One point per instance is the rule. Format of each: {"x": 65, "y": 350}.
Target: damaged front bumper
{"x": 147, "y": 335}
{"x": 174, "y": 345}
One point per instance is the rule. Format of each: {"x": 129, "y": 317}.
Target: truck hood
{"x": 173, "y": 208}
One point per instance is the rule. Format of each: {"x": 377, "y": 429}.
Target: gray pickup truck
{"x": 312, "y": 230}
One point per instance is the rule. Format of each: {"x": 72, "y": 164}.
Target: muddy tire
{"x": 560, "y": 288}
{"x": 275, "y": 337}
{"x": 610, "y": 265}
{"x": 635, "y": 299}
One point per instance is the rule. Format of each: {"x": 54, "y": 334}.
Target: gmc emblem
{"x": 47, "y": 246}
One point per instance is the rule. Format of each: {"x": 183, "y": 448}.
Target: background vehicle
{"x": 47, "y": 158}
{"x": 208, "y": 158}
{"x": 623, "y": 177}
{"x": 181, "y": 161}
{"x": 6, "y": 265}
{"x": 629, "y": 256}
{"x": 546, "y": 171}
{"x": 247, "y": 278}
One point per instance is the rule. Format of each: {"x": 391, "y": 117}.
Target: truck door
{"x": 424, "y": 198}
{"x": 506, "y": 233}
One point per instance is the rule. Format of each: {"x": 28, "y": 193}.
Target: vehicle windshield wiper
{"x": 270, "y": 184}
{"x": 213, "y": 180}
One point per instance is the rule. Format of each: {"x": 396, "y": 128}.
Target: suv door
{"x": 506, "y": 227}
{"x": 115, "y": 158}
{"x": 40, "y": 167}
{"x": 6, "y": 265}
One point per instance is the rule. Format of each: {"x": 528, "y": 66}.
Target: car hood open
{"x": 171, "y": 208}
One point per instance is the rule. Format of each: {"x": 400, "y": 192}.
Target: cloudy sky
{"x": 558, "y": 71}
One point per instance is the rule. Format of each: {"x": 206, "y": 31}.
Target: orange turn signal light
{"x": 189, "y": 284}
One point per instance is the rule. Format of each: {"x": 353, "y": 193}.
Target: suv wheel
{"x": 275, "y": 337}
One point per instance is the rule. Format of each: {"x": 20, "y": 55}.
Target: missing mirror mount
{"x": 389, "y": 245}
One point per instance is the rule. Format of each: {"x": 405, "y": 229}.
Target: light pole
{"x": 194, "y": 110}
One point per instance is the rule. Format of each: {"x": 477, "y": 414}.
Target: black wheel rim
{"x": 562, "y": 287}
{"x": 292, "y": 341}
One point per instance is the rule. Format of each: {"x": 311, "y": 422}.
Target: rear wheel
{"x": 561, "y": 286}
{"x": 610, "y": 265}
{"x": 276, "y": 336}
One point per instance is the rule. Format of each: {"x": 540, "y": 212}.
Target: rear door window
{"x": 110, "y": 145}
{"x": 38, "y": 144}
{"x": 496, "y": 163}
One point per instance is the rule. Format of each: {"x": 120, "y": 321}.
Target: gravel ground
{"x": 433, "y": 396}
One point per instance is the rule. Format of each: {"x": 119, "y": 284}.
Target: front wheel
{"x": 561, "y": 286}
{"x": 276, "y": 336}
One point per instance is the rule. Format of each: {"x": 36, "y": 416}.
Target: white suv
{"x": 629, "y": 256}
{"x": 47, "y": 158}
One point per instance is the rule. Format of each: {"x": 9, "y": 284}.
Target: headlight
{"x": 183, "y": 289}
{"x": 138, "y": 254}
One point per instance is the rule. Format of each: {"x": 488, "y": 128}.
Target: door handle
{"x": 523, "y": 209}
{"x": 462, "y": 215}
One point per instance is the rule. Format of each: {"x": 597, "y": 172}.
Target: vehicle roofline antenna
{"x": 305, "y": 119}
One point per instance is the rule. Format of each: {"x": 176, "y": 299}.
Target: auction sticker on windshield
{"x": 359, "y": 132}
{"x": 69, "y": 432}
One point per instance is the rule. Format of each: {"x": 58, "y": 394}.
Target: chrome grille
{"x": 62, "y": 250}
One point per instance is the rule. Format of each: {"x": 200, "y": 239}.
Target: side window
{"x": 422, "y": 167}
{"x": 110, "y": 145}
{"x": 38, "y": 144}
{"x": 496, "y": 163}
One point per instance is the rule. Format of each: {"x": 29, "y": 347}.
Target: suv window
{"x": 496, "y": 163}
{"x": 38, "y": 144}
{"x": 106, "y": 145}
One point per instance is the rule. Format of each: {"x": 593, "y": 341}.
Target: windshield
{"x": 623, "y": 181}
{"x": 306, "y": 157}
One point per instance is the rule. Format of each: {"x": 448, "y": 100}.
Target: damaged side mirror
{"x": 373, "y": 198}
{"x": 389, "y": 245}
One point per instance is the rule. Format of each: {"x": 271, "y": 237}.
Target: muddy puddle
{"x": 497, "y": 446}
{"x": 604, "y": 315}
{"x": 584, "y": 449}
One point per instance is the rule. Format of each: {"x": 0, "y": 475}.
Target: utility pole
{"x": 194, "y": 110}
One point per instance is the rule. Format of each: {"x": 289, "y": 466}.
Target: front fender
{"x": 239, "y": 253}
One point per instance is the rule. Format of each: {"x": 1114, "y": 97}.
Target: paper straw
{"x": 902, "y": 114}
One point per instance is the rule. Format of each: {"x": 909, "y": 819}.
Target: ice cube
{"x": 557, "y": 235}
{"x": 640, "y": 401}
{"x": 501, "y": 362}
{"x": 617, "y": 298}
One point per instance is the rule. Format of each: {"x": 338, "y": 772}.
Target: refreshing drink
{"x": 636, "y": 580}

━━━━━━━━

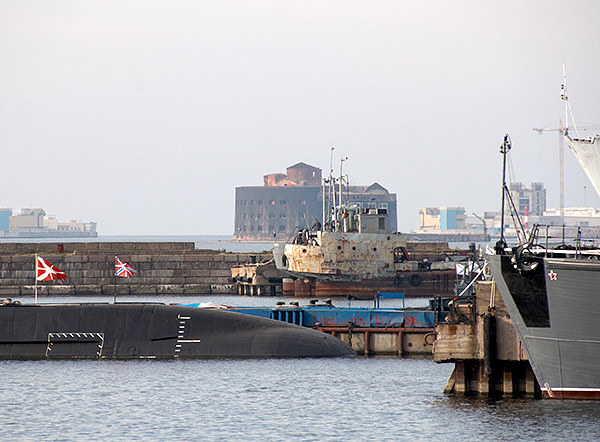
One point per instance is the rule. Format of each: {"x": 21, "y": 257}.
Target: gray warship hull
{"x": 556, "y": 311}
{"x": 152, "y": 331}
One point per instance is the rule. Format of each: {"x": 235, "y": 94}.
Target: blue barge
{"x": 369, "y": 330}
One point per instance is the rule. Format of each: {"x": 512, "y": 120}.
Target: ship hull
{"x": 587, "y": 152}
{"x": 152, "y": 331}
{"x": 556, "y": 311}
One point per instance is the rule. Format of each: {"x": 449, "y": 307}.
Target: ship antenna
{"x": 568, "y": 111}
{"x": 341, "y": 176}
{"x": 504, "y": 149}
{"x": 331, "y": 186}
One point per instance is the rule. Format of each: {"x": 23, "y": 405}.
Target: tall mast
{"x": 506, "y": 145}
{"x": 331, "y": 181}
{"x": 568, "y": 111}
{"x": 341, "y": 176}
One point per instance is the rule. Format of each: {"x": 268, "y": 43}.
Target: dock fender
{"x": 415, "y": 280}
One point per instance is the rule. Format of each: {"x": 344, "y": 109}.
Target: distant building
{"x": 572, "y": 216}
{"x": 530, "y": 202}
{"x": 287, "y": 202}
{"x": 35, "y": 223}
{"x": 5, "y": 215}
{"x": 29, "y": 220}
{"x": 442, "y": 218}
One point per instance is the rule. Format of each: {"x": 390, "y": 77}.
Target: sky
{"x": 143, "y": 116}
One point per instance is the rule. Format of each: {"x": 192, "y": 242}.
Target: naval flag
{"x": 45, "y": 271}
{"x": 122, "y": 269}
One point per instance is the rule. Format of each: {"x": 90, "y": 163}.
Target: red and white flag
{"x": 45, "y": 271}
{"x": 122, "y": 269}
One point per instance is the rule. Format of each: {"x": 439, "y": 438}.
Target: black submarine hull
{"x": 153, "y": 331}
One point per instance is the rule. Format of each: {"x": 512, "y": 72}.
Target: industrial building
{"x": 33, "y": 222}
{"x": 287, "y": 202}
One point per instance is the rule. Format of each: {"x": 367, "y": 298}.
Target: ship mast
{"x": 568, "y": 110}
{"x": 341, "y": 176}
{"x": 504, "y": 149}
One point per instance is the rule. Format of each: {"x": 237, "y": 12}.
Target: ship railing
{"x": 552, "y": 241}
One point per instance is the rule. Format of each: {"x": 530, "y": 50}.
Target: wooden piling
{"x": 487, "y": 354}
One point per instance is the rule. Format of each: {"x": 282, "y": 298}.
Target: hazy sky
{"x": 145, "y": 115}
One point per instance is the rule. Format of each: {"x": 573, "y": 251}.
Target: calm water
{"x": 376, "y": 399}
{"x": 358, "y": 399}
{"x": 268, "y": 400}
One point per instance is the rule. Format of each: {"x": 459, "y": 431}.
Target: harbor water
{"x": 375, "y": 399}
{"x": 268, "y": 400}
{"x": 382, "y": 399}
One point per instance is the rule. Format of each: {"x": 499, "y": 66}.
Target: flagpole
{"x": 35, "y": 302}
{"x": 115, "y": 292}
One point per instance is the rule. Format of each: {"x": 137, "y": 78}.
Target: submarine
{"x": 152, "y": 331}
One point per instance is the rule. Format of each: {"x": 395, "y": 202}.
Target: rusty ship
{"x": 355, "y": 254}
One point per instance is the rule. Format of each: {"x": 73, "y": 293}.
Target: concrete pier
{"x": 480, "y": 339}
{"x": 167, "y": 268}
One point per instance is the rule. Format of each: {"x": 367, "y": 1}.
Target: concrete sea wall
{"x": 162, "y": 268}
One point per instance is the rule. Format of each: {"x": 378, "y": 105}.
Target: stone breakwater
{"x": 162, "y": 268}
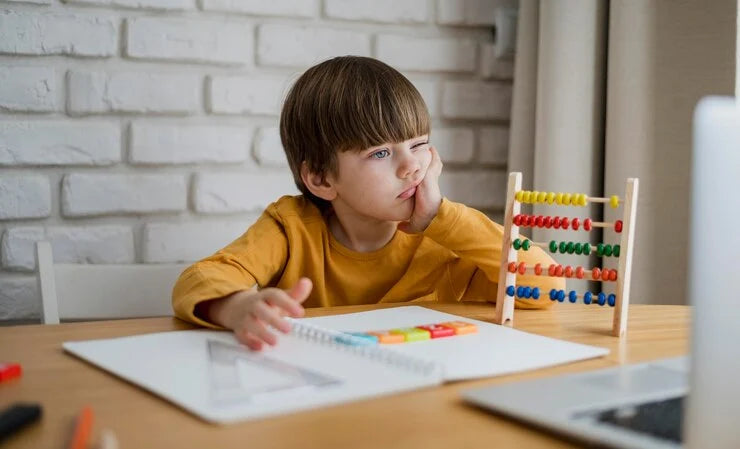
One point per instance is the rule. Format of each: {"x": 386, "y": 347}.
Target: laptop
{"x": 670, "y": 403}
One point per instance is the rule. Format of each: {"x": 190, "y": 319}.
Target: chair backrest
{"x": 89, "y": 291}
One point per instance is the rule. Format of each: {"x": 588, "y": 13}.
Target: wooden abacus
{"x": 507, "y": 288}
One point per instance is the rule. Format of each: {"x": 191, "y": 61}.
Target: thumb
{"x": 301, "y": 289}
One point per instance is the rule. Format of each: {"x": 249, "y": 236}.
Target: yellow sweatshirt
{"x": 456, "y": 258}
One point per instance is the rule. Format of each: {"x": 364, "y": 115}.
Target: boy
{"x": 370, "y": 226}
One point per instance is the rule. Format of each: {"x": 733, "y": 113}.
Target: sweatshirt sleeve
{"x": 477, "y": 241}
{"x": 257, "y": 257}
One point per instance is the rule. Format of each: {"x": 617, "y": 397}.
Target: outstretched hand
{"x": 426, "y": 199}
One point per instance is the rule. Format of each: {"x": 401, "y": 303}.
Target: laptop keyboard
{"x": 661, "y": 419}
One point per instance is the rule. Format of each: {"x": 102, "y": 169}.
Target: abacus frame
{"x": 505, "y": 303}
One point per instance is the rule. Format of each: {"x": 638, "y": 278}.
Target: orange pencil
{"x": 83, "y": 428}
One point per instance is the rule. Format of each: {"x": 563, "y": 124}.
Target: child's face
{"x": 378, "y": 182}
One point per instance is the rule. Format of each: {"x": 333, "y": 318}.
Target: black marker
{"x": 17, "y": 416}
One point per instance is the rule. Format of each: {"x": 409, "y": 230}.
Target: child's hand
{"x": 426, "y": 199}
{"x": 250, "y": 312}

━━━━━━━━

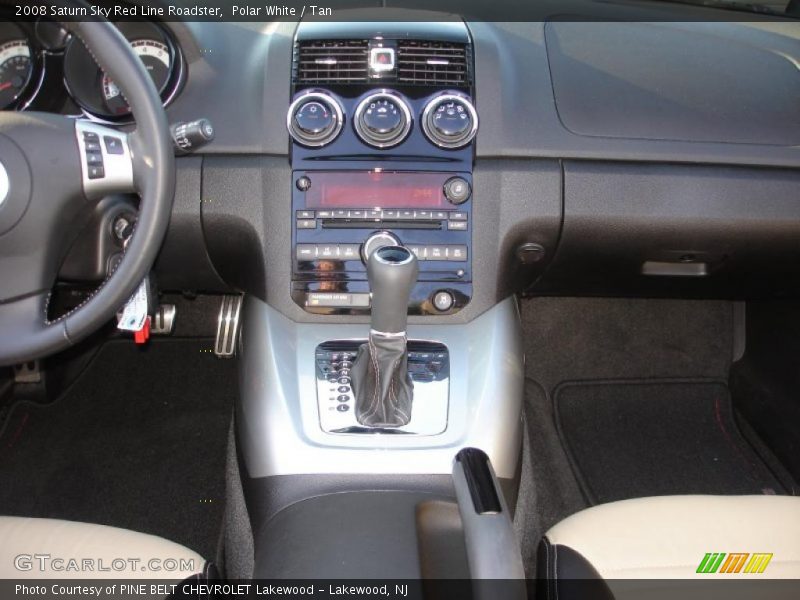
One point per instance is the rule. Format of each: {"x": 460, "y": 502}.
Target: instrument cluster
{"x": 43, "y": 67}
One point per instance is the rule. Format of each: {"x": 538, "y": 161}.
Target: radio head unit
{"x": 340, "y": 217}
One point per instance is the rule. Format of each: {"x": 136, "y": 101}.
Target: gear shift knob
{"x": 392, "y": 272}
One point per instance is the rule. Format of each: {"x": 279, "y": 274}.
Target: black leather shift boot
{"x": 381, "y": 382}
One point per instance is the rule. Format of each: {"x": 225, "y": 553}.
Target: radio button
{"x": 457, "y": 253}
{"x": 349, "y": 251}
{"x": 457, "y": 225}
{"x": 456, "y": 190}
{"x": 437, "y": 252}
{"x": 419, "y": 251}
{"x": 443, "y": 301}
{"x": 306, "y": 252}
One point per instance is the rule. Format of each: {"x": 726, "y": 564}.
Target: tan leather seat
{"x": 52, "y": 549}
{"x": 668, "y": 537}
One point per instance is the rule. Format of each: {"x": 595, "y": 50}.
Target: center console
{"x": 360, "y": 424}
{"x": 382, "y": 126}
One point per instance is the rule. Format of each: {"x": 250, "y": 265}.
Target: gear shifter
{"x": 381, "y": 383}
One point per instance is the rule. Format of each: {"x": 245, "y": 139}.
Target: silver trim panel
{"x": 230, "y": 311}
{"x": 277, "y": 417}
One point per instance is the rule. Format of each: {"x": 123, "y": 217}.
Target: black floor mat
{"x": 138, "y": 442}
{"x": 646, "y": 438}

━━━━━━━━

WORK REQUIRED:
Please collect every line in the entries above that contains the word "antenna" and copy each one in full.

TASK SOLUTION:
Target: vehicle roofline antenna
Target: ship antenna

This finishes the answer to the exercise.